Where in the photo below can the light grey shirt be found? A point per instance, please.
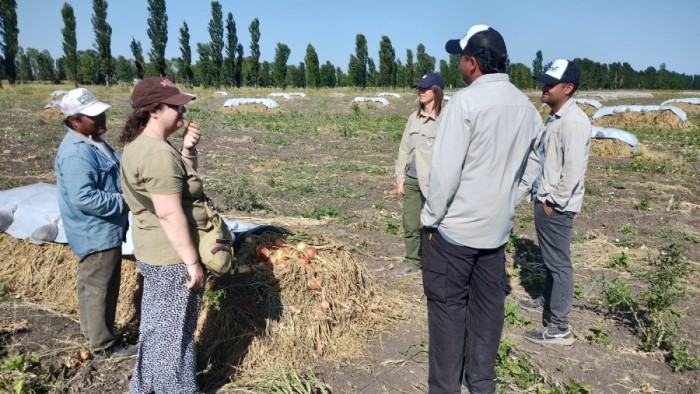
(479, 156)
(566, 149)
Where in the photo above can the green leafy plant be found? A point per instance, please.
(619, 261)
(654, 313)
(628, 229)
(22, 374)
(597, 334)
(513, 318)
(644, 204)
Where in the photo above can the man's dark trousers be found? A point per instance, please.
(99, 276)
(465, 291)
(554, 236)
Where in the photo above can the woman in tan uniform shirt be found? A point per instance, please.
(413, 165)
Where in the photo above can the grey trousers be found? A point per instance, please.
(99, 275)
(412, 204)
(465, 291)
(554, 235)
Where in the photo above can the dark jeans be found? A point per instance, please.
(554, 235)
(466, 296)
(99, 275)
(412, 204)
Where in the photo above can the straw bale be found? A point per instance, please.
(291, 313)
(253, 107)
(369, 104)
(662, 119)
(47, 274)
(687, 107)
(272, 315)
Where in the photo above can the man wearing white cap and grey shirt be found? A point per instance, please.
(95, 217)
(479, 156)
(554, 176)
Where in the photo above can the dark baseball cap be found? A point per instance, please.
(561, 71)
(477, 37)
(428, 80)
(153, 90)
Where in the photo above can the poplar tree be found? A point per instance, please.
(158, 33)
(361, 58)
(313, 73)
(424, 62)
(216, 33)
(238, 72)
(328, 76)
(70, 43)
(103, 38)
(387, 64)
(185, 66)
(410, 67)
(229, 71)
(254, 74)
(279, 67)
(139, 62)
(9, 32)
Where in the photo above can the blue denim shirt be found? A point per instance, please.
(94, 214)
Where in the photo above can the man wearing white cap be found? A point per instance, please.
(554, 176)
(94, 217)
(479, 156)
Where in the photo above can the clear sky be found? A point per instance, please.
(641, 32)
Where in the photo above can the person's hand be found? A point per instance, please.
(195, 276)
(548, 208)
(190, 139)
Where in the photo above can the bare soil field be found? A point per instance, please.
(324, 168)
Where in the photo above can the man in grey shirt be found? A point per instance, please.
(554, 175)
(479, 156)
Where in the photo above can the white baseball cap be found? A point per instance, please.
(81, 101)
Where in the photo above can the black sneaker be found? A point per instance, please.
(119, 349)
(533, 304)
(551, 334)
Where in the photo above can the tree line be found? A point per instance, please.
(222, 62)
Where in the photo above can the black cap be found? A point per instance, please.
(428, 80)
(561, 71)
(478, 37)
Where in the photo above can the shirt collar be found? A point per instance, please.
(485, 78)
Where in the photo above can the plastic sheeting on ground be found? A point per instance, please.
(269, 103)
(693, 100)
(380, 100)
(591, 102)
(31, 213)
(387, 94)
(616, 109)
(58, 93)
(53, 104)
(613, 133)
(614, 95)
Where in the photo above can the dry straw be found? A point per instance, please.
(294, 315)
(615, 148)
(661, 119)
(251, 108)
(687, 107)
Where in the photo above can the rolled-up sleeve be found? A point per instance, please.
(449, 152)
(87, 196)
(575, 145)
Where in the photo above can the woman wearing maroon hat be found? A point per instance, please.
(166, 198)
(413, 163)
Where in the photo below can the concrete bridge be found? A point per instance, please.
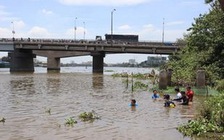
(22, 51)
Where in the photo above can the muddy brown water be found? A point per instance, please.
(25, 98)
============
> _Required work_:
Skip the pictures. Write out exactly the lines from the one with "Where in the photo below can the concrete" through the last line of the listing, both ends included, and nothing more.

> _Solution to this exercise_:
Where in the photo below can the concrete bridge be found? A point per instance, please.
(22, 51)
Where in the photo above can the muddy brown water be found? A point per instance, please.
(25, 98)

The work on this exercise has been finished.